-------- Excerpted data --------

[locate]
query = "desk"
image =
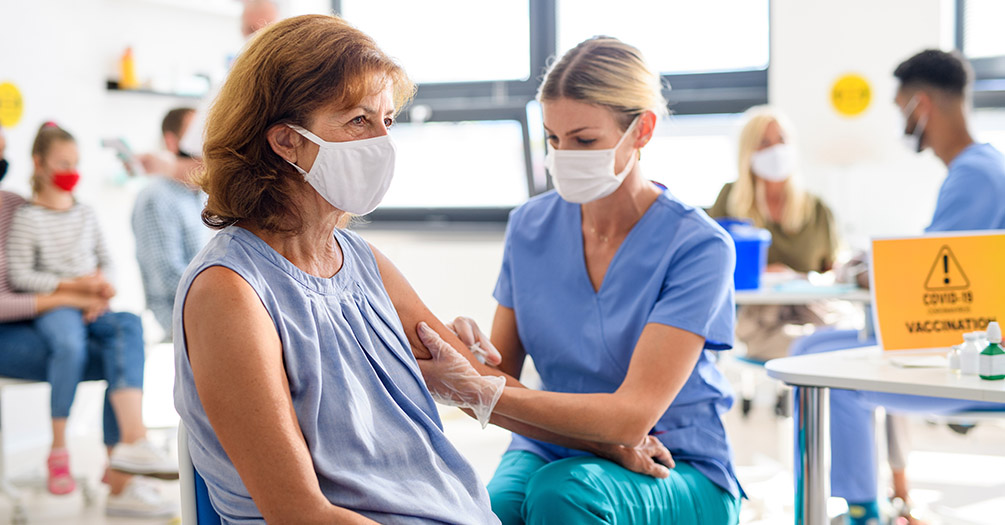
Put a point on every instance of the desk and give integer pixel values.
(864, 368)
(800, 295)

--------
-------- Excerpted data --------

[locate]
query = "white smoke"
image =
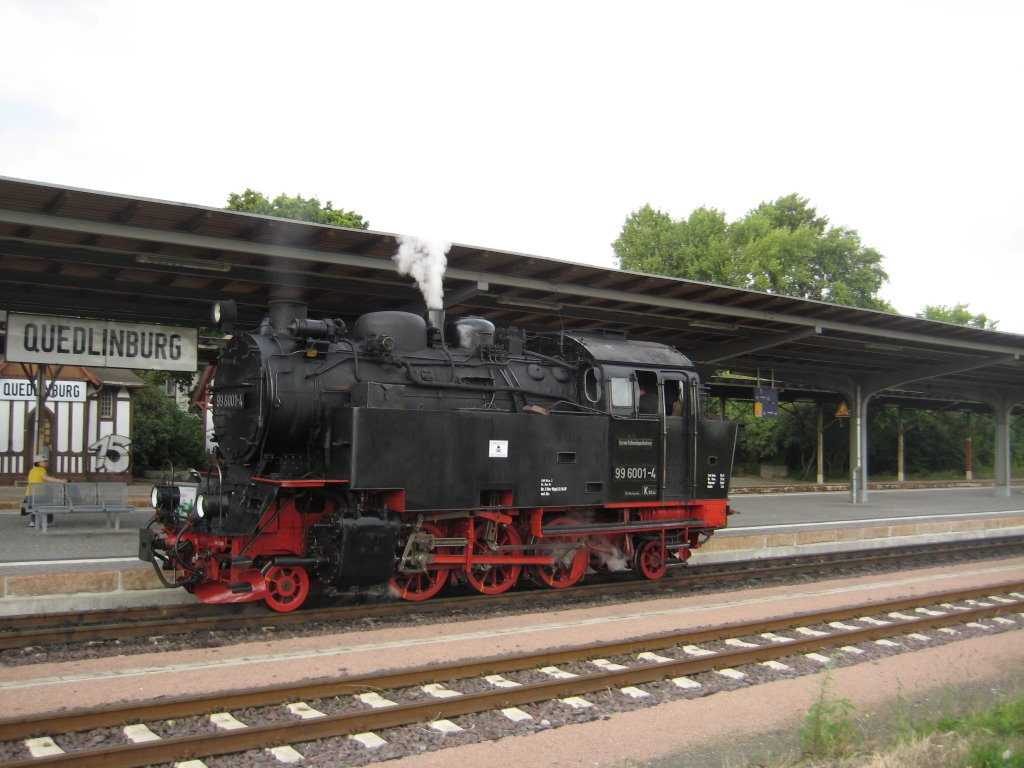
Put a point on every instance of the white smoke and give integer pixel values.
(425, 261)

--------

**Instructions to follow:** Find every line in the data above that contains the string "smoke", and copy each one out.

**Task solution:**
query = "white smoke"
Put a point on every instance of the white smoke and give integer pixel values.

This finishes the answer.